■ QUOTED PASSAGE ■

....

Modern LLMs are large token models. I believe you can model the world at a sufficient granularity with token sequences. You can pack a lot of information into a sequence of 1 million tokens.

Large Language Models is a misnomer- these things were originally trained to reproduce language, but they went far beyond that. The fact that they're trained on language (if that's even still the case) is irrelevant- it's like claiming that student trained on quizzes and exercise books are only able to solve quizzes and exercises.

  • It isn't a misnomer at all, and comments like yours are why it is increasingly important to remind people about the linguistic foundations of these models.

    For example, no matter many books you read about riding a bike, you still need to actually get on a bike and do some practice before you can ride it. The reading can certainly help, at least in theory, but, in practice, is not necessary and may even hurt (if it makes certain processes that need to be unconscious held too strongly in consciousness, due to the linguistic model presented in the book).

    This is why LLMs being so strongly tied to natural language is still an important limitation (even it is clearly less limiting than most expected).

    • > no matter many books you read about riding a bike, you still need to actually get on a bike and do some practice before you can ride it

      This is like saying that no matter how much you know theoretically about a foreign language you still need to train your brain to talk it. It has little to do with the reality of that language or the correctness of your model of it, but rather with the need to train realtime circuits to do some work.

      Let me try some variations: "no matter how many books you read about ancient history, you need to have lived there before you can reasonably talk about it". "No matter how many books you have read about quantum mechanics, you need to be a particle..."

      18 replies →

    • You and I can't learn to ride a bike by reading thousands of books about cycling and Newtonian physics, but a robot driven by an LLM-like process certainly can.

      In practice it would make heavy use of RL, as humans do.

      19 replies →

    • you are living in the past these models have been trained on image data for ages, and one interesting find was that even before that they could model aspects of the visual world astonishingly well even though not perfect just through language.

      2 replies →

....

■ PROVIDED DATA ■
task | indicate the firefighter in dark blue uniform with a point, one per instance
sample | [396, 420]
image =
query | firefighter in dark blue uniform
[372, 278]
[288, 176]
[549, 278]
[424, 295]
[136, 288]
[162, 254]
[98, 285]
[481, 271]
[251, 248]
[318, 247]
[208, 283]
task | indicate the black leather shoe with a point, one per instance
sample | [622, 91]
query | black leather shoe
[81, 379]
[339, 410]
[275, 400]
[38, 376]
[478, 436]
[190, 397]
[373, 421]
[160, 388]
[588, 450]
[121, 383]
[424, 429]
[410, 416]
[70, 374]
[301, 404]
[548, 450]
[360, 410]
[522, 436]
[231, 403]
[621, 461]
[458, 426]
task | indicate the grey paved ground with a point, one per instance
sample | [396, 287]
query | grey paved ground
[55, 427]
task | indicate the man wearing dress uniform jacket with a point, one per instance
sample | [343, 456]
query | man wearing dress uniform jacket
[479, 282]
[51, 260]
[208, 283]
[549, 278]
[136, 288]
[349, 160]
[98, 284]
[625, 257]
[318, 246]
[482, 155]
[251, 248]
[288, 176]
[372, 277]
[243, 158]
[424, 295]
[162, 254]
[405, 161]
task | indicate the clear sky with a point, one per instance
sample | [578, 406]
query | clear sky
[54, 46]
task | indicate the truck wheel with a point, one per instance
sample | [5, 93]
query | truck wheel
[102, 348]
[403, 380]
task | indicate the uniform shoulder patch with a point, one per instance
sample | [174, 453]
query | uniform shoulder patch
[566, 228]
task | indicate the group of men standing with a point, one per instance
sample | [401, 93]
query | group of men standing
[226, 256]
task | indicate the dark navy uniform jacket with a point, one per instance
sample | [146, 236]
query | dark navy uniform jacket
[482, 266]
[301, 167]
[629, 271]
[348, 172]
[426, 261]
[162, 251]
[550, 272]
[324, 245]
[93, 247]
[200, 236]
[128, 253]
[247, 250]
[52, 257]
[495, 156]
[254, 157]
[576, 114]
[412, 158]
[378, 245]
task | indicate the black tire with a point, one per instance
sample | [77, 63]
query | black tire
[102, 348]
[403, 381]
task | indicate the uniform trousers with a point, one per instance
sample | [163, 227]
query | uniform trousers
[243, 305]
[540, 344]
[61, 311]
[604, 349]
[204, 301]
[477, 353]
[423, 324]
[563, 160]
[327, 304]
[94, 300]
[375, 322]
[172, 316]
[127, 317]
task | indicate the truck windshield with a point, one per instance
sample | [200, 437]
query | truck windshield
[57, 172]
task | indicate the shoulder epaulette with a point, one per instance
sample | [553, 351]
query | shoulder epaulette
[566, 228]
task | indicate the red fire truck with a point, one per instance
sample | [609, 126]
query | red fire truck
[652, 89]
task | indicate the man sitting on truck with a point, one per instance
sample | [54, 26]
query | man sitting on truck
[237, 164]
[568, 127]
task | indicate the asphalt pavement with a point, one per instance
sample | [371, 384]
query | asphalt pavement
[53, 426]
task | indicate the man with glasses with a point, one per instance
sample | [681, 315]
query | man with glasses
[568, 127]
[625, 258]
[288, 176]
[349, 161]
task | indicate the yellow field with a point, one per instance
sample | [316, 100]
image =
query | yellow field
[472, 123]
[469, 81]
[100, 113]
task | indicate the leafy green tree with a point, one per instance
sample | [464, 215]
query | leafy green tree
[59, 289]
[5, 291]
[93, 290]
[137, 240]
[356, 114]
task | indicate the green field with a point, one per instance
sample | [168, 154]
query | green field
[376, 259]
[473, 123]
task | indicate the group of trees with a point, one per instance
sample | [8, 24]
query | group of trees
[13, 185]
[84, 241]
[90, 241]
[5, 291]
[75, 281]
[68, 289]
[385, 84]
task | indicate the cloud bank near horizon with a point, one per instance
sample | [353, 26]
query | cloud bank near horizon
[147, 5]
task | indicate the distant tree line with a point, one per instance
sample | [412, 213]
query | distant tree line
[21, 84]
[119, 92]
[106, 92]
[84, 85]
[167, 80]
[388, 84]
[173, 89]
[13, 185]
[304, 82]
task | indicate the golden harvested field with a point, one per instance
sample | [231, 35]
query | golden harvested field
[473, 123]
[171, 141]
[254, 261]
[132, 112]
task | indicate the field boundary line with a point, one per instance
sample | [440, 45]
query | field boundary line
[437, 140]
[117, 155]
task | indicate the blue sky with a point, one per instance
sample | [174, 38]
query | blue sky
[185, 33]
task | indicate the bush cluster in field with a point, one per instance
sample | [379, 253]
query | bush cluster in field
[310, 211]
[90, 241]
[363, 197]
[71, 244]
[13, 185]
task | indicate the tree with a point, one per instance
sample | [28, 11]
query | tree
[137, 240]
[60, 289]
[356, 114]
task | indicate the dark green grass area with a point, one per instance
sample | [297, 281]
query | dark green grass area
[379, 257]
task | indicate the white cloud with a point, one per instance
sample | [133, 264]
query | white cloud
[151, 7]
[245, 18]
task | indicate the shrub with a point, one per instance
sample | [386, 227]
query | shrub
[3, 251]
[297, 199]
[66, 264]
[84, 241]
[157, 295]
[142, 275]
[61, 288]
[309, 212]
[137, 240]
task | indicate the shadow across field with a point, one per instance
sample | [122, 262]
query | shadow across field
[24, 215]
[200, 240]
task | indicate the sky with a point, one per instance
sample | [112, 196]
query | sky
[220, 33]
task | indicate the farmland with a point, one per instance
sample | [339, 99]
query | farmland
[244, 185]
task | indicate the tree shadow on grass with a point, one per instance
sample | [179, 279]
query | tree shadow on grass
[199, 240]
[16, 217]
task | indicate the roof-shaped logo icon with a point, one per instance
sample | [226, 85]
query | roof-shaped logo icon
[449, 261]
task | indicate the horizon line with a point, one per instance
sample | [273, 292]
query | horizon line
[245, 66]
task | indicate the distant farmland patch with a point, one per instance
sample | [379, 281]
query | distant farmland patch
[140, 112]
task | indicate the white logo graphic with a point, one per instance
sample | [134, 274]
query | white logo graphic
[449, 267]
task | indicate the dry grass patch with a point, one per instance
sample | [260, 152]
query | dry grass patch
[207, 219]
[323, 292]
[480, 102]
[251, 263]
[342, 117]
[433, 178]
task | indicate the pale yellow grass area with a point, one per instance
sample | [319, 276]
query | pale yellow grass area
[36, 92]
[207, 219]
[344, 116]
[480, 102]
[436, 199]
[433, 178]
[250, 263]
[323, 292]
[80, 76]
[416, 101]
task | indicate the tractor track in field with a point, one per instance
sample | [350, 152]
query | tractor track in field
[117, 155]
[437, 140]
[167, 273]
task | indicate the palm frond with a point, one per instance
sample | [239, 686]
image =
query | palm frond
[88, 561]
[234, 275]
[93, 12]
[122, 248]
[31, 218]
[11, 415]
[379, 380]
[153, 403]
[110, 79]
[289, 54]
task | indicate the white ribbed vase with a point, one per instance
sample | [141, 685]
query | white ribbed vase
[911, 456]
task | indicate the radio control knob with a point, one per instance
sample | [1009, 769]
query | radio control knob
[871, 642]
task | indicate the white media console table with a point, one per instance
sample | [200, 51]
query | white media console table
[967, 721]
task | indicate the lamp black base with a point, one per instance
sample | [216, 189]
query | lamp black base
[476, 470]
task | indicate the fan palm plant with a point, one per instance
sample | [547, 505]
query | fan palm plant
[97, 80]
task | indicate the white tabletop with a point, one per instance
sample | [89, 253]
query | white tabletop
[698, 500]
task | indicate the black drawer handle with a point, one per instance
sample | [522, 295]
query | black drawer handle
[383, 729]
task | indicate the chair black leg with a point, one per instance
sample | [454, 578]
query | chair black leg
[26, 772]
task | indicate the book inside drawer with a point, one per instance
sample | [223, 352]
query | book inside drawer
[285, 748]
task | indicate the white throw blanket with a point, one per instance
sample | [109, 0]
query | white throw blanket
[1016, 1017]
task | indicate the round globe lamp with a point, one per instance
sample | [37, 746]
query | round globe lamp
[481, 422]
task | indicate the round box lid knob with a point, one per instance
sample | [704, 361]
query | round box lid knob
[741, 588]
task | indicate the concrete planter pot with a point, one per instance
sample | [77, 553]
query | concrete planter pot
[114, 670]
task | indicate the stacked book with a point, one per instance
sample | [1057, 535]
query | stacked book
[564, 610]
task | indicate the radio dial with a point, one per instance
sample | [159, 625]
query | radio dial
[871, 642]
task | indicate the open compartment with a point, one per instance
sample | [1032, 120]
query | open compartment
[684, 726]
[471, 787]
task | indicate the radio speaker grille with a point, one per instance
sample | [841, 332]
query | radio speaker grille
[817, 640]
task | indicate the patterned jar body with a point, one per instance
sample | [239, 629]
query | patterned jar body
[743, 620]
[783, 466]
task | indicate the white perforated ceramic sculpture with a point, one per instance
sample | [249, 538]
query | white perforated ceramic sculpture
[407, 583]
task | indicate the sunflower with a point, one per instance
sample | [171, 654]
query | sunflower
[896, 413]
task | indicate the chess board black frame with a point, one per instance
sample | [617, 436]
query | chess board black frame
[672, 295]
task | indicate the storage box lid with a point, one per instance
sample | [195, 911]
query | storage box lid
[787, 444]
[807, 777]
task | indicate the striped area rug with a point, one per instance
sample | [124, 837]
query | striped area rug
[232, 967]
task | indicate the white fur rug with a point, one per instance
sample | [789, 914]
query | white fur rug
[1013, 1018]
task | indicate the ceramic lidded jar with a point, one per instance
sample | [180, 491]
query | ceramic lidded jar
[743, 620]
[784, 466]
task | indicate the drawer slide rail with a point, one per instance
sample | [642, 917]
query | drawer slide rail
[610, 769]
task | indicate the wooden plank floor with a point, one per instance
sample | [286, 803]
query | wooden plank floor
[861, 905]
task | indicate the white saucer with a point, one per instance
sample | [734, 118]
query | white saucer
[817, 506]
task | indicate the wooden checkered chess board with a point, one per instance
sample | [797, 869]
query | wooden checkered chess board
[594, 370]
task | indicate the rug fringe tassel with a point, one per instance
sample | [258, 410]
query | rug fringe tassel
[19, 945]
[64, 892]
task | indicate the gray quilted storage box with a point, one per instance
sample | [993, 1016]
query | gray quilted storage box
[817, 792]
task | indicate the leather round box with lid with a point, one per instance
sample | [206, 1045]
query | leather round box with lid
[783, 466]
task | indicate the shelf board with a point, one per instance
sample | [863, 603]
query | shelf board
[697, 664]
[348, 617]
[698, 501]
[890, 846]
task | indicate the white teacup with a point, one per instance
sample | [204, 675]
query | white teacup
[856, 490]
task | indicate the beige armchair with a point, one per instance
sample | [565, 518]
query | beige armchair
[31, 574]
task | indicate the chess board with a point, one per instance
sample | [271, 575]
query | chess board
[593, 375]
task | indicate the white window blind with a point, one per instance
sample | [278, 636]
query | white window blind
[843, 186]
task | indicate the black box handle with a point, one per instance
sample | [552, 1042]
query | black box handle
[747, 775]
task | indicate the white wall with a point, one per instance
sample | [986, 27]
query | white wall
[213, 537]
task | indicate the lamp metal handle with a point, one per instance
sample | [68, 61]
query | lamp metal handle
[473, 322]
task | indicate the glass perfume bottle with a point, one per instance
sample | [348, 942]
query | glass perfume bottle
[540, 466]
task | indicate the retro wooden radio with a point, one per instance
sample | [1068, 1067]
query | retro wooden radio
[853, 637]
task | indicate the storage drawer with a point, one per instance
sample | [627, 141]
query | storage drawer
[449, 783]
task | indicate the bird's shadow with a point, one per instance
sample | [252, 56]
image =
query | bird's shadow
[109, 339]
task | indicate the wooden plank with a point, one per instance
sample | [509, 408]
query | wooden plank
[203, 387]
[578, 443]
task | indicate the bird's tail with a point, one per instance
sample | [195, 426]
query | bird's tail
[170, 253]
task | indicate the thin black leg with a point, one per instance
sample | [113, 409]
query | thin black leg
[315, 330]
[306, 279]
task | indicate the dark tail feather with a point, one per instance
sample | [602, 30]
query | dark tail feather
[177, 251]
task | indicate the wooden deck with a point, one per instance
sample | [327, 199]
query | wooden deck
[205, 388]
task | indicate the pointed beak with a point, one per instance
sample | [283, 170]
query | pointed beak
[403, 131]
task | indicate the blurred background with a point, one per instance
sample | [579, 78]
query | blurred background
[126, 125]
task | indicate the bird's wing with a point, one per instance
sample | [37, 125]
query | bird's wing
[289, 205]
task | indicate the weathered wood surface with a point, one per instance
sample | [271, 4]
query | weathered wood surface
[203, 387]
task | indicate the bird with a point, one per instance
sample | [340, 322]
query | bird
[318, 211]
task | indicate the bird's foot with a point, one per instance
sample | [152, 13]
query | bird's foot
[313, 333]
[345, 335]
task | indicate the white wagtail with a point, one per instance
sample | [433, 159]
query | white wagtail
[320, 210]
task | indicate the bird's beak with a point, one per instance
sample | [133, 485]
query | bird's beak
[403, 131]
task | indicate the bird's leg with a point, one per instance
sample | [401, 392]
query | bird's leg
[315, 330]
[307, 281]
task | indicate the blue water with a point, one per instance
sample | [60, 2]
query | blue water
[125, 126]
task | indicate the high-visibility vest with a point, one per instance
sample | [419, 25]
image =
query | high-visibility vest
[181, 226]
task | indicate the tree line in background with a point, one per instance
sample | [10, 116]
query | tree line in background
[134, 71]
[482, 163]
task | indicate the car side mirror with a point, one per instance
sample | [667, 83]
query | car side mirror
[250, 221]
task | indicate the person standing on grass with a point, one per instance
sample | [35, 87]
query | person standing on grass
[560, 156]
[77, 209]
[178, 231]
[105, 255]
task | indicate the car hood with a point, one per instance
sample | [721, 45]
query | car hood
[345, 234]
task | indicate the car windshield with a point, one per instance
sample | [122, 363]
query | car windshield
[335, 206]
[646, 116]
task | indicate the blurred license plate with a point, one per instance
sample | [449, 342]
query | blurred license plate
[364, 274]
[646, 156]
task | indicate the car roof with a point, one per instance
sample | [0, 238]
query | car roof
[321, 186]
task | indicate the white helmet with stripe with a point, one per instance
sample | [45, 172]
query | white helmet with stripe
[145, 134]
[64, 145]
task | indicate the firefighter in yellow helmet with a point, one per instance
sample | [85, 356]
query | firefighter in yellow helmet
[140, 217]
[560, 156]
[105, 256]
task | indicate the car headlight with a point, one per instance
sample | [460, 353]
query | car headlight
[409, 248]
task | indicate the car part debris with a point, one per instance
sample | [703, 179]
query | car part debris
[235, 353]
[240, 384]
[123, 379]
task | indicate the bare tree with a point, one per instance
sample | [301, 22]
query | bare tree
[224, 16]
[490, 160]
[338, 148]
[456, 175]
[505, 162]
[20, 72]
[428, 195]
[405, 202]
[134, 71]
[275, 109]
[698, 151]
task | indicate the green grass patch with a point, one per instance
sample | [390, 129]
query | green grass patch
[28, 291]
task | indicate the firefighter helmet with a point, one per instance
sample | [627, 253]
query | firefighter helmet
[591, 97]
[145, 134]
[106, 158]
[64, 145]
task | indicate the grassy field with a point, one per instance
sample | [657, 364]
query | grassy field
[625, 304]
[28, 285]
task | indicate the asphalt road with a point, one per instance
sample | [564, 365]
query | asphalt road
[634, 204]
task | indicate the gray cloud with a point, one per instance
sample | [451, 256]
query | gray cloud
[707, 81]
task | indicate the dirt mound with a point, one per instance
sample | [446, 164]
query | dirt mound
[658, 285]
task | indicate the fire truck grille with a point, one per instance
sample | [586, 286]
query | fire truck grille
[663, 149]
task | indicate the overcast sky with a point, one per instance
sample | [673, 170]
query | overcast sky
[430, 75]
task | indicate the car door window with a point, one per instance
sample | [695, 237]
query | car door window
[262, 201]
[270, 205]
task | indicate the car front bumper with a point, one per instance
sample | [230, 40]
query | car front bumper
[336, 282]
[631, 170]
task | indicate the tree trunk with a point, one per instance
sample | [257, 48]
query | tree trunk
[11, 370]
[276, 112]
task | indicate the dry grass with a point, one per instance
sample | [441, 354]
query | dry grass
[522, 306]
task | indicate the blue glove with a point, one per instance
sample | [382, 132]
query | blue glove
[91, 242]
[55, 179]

....

■ PROBLEMS TO WORK ON ■
a) In the thread on language models, the opening comment says you can pack a lot of information into a sequence of how many tokens?
b) Can you translate this sentence from the thread on language models into Spanish: "In practice it would make heavy use of RL, as humans do."
c) Can you reproduce the thread on language models from "This is like" to "process certainly can."?

■ RESPONSES TO THE TASKS ■
a) A sequence of 1 million tokens.

b) En la práctica, haría un uso intensivo del RL, como hacen los humanos.

c)
This is like saying that no matter how much you know theoretically about a foreign language you still need to train your brain to talk it. It has little to do with the reality of that language or the correctness of your model of it, but rather with the need to train realtime circuits to do some work.

      Let me try some variations: "no matter how many books you read about ancient history, you need to have lived there before you can reasonably talk about it". "No matter how many books you have read about quantum mechanics, you need to be a particle..."

      18 replies →

    • You and I can't learn to ride a bike by reading thousands of books about cycling and Newtonian physics, but a robot driven by an LLM-like process certainly can.